_BACAAN UNTUK DITELAAH_
"""
Hari ini (7/5), saat umat muslim melaksanakan ibadah puasa hari ke-14, pemeluk agama Buddha juga merayakan Hari Raya Waisak. Sama seperti umat muslim yang terpaksa menjalani ibadah di bulan suci Ramadan dengan penuh keterbatasan, umat Buddha juga harus rela merayakan Tri Suci Waisak dengan cara yang lebih sederhana.
Bagi umat muslim, tidak ada salat tarawih berjamaah di masjid, tidak ada itikaf. Sementara umat Buddha, tidak ada perayaan ibadah Waisak di wihara. Tak ada pula pelepasan lentera seperti yang dilakukan pada tahun-tahun sebelumnya. Ibadah dilakukan dengan lebih senyap. Efek pandemi Covid-19 yang masih merebak.
Meski demikian, esensi ibadah tetap sama. Toh, ibadah bisa dilakukan di mana saja. Tak terbatas hanya di rumah ibadah. Umat muslim tetap khusyuk memaksimalkan raihan pahala yang berlipat-lipat di bulan suci Ramadan, pemeluk agama Buddha juga tetap khidmat merefleksikan ajaran Buddha, walaupun hanya dilakukan di dalam rumah masing-masing.
Memanfaatkan Dua Momen Besar Ini untuk Lebih Peduli Sesama
Salah satu esensi dari berpuasa di bulan Ramadan adalah menahan diri, menahan diri untuk tidak makan dan minum, menahan diri dari hawa nafsu, dari terbit fajar hingga terbenam matahari, dari waktu imsak hingga azan magrib berkumandang. Sementara, salah satu esensi dari Hari Raya Waisak adalah menahan diri dari keserakahan.
Esensi tersebut sangat cocok diaplikasikan saat pandemi ini. Kala Covid-19 kian merebak. Kala semakin banyak orang yang terdampak. Saat efek dari pandemi virus corona semakin menyeruak, Â kita seharusnya bisa untuk menahan diri dari keserakahan, dari hawa nafsu untuk mementingkan diri sendiri.
Hindari membeli sesuatu secara berlebihan. Meski kita memiliki dana yang lumayan banyak, hindari membeli sesuatu secara masif. Beli seperlunya, secukupnya. Setelah habis baru membeli kembali. Jangan berbelanja secara kalap hingga menyusahkan semua pihak, baik pemerintah maupun masyarakat kecil.
"""
_PETUNJUK TUGAS_
Tuliskan tanpa perubahan sebagian bacaan tentang Waisak dan Ramadan di masa pandemi. Mulailah dari kata-kata yang memuat "Memanfaatkan Dua Momen" dan berhenti sesudah "diri dari keserakahan.".

_KUMPULAN BARIS_
"""
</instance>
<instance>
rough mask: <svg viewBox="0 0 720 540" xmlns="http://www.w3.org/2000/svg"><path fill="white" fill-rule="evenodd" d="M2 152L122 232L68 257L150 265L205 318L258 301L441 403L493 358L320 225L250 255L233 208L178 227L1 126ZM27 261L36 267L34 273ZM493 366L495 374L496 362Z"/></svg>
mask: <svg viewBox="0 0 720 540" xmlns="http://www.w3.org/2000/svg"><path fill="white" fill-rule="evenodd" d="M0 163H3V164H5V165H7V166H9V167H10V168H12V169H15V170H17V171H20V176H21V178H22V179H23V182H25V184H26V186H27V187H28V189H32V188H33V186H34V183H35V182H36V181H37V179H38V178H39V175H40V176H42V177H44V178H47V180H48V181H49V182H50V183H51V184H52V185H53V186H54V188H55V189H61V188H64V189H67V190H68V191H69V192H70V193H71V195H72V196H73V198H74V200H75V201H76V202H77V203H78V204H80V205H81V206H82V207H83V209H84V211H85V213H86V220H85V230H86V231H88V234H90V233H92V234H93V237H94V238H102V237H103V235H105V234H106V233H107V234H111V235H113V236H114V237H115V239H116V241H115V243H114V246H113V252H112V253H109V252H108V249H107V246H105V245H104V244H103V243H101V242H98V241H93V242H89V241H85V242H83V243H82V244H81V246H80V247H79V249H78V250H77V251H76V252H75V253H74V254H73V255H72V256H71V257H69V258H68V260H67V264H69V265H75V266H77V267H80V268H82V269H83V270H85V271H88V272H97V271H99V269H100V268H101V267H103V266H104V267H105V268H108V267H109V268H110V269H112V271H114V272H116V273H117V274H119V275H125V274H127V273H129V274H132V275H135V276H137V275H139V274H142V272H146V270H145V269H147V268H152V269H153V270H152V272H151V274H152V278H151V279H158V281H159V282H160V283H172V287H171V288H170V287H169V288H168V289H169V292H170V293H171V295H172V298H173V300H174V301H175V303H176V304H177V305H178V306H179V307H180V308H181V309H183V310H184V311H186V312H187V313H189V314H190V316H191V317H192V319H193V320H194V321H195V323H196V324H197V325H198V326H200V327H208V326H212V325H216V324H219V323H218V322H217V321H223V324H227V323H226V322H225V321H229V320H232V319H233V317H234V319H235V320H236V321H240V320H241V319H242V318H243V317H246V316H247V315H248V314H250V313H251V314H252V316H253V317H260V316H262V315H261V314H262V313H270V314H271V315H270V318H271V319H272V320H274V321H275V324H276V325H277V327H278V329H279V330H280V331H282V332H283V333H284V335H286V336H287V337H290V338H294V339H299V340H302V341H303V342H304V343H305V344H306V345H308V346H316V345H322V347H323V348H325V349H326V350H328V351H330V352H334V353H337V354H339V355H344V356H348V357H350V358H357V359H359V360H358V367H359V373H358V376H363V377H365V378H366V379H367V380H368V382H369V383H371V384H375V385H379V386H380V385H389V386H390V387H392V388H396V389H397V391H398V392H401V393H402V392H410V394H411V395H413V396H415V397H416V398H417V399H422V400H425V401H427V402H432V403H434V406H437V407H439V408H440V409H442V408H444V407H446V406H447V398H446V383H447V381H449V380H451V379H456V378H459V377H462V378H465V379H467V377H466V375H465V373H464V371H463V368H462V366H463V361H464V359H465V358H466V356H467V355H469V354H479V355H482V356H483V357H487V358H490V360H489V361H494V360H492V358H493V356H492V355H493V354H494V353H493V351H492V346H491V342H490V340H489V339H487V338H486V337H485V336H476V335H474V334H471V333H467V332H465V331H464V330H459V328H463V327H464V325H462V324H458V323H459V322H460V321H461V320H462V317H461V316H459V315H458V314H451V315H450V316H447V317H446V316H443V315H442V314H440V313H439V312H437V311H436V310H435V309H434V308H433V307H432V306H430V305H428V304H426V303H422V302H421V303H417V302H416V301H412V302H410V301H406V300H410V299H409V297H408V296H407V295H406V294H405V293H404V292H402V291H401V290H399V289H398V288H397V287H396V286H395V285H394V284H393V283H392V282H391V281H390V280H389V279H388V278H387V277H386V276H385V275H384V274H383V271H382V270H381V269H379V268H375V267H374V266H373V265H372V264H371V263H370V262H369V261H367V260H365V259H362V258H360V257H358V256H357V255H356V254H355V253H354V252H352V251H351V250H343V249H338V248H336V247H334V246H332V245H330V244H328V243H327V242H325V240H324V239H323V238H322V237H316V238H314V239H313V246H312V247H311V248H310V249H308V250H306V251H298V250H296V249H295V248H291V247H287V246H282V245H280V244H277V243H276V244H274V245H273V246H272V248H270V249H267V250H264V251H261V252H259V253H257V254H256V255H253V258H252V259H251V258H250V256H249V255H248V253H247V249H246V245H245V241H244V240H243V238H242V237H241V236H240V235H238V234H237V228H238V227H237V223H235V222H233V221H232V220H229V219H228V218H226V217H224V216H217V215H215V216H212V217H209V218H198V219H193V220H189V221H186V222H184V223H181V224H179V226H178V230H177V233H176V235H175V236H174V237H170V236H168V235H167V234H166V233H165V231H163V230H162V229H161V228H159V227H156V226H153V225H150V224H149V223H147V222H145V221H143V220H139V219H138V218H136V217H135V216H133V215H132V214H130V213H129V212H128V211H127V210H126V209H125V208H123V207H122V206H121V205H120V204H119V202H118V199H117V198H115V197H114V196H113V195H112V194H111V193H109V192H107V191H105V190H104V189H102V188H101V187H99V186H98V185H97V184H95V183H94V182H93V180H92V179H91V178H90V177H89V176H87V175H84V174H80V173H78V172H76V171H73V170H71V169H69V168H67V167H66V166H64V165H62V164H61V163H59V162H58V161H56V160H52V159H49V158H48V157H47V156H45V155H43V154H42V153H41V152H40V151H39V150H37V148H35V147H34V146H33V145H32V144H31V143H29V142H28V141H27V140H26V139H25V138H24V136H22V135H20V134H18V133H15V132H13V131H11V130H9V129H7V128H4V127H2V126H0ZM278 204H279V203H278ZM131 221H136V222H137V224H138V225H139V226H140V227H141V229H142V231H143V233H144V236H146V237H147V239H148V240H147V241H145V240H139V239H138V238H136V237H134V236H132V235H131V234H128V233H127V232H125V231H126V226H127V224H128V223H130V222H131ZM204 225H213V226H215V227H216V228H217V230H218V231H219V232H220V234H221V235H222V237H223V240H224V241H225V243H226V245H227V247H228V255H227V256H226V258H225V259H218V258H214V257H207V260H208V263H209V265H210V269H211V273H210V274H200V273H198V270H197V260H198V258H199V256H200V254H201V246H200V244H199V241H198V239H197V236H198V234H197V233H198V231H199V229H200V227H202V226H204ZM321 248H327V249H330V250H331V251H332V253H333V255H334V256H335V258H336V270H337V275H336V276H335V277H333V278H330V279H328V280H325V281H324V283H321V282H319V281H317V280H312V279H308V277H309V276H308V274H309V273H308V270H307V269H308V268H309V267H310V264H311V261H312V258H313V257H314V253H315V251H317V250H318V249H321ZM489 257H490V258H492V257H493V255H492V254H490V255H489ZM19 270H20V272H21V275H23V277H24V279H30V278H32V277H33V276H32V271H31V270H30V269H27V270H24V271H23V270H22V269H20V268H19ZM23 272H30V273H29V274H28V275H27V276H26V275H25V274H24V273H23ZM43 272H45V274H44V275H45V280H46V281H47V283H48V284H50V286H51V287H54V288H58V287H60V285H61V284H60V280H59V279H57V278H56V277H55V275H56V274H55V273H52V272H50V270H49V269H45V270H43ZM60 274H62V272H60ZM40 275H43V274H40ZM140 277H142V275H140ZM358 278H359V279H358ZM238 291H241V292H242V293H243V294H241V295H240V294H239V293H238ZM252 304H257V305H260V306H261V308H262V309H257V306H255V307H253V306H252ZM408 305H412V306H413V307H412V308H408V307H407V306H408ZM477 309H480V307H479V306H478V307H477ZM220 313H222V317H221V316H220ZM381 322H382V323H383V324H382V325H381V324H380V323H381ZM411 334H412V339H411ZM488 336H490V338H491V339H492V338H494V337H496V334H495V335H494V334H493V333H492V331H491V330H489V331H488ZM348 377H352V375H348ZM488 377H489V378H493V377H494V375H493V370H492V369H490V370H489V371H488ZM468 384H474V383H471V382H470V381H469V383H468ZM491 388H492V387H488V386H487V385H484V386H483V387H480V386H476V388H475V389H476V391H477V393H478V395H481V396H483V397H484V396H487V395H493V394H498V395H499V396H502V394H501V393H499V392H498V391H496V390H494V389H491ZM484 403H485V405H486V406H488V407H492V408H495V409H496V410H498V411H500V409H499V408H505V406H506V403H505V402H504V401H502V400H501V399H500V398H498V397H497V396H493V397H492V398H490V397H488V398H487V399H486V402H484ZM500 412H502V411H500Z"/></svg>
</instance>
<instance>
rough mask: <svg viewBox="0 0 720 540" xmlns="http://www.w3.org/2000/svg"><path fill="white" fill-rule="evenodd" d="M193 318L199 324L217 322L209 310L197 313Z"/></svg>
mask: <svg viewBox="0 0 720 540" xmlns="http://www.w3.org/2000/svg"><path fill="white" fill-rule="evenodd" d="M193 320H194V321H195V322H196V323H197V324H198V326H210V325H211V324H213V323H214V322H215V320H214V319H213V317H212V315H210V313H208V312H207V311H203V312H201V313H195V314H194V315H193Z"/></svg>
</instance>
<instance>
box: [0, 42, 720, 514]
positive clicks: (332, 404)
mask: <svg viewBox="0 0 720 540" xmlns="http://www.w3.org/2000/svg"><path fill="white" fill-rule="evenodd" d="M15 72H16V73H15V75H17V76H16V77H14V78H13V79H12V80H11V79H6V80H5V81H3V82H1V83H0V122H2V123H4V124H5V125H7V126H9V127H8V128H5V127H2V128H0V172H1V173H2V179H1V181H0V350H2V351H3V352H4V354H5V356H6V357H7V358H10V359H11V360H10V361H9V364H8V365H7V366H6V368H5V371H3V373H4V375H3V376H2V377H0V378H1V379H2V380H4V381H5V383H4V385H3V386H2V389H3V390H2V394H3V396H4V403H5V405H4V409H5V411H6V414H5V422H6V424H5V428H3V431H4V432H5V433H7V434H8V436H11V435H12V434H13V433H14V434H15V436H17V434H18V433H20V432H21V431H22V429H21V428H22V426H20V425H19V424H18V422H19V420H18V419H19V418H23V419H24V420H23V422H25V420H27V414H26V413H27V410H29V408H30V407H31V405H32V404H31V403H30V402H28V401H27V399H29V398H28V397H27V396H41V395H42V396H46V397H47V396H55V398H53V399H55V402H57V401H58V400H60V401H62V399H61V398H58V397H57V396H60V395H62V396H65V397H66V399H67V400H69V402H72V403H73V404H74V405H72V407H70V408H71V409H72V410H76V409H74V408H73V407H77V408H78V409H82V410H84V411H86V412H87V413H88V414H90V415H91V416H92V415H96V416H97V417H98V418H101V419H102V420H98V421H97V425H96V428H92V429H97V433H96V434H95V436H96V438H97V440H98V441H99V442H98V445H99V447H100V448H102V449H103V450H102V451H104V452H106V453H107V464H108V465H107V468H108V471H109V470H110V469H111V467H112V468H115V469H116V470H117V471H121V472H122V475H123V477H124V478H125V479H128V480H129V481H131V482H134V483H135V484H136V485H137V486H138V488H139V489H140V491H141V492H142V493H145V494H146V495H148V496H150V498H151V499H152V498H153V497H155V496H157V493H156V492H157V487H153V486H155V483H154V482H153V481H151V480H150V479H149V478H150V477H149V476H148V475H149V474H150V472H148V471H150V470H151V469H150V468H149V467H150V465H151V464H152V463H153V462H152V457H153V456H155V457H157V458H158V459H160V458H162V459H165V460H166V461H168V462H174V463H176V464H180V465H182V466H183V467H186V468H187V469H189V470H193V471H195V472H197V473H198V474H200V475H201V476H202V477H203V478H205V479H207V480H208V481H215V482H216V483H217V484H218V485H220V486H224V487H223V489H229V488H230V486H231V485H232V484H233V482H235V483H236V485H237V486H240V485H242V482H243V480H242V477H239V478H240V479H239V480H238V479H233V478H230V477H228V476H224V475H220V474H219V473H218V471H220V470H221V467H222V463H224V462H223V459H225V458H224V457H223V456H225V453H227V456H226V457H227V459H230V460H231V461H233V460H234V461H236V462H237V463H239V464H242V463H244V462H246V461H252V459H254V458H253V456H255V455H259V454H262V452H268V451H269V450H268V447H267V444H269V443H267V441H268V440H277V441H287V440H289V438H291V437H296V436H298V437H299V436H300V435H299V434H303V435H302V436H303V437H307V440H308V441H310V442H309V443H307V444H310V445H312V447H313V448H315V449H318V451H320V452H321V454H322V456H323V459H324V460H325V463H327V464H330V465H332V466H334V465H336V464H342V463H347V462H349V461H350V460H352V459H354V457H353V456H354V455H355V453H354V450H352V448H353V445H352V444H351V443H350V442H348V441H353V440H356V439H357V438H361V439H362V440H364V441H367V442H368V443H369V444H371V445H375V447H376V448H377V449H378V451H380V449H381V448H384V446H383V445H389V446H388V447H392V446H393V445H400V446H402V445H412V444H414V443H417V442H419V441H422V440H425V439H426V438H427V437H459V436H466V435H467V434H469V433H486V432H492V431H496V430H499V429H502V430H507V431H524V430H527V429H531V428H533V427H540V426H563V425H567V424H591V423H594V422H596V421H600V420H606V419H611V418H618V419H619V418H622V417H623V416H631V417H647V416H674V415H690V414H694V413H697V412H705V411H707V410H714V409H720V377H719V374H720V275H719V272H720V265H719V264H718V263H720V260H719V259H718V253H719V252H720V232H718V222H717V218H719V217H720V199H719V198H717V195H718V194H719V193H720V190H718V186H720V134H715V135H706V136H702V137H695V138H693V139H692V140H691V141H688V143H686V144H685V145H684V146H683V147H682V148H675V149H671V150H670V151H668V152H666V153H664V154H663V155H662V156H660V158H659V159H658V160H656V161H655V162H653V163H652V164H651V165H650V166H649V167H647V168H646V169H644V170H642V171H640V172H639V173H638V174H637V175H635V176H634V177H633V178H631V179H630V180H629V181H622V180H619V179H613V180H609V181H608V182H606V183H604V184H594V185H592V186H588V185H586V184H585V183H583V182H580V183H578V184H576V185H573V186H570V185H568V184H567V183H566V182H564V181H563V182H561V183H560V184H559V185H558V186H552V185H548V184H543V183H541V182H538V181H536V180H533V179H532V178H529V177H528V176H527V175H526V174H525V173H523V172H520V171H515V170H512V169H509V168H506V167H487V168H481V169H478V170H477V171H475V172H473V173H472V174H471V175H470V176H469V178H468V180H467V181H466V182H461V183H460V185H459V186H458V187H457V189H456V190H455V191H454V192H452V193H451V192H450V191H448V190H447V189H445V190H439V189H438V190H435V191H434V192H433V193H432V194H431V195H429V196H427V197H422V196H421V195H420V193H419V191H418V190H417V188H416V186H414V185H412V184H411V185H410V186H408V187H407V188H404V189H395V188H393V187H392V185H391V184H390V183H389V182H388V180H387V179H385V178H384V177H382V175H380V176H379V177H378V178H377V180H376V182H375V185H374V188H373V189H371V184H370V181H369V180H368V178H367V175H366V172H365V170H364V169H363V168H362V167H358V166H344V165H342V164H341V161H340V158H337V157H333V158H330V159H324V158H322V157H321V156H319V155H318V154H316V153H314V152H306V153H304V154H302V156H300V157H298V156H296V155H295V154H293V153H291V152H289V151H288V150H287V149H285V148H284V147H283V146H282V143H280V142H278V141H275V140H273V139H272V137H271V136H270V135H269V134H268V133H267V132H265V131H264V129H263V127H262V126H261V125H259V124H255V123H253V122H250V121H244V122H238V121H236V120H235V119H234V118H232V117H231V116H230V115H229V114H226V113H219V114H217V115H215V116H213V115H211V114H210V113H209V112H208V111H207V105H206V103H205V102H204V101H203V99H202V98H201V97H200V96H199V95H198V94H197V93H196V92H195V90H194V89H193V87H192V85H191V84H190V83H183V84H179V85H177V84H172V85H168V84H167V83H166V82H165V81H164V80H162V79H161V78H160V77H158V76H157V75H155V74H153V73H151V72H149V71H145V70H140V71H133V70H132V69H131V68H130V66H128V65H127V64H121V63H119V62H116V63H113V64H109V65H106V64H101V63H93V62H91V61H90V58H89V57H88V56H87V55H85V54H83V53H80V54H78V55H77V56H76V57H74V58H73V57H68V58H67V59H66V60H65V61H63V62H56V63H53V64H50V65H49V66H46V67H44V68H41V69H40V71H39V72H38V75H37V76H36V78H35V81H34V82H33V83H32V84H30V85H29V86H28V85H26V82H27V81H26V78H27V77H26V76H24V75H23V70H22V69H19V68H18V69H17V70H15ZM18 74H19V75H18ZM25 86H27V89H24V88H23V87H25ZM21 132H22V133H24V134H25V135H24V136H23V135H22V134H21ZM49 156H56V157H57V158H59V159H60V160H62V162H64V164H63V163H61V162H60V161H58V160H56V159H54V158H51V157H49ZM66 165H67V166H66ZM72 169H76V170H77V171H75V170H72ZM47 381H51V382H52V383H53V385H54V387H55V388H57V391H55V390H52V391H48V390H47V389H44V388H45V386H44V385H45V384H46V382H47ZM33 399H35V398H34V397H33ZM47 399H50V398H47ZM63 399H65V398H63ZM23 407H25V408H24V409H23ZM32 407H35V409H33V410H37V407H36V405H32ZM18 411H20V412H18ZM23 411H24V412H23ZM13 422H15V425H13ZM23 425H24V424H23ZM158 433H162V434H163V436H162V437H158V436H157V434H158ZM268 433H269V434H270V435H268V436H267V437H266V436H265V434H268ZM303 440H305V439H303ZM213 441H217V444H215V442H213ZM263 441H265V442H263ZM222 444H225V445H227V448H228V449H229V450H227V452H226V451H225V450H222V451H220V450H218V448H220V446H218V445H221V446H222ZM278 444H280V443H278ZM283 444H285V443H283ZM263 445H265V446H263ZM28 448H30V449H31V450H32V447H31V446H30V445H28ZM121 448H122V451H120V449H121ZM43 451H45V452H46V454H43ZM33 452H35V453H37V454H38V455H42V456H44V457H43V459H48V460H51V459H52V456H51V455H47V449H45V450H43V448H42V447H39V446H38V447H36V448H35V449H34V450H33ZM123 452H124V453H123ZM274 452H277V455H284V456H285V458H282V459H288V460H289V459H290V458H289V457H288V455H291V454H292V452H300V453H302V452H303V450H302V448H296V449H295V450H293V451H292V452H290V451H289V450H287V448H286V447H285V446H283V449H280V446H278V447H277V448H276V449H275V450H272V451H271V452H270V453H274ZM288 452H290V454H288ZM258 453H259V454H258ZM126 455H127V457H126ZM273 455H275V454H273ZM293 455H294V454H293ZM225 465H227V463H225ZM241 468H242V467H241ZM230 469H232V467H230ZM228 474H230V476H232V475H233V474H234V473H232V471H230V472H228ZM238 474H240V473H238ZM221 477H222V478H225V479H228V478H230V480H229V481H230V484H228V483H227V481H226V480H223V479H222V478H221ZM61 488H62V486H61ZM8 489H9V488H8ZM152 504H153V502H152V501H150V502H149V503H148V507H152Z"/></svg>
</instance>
"""
_HASIL TUGAS_
Memanfaatkan Dua Momen Besar Ini untuk Lebih Peduli Sesama
Salah satu esensi dari berpuasa di bulan Ramadan adalah menahan diri, menahan diri untuk tidak makan dan minum, menahan diri dari hawa nafsu, dari terbit fajar hingga terbenam matahari, dari waktu imsak hingga azan magrib berkumandang. Sementara, salah satu esensi dari Hari Raya Waisak adalah menahan diri dari keserakahan.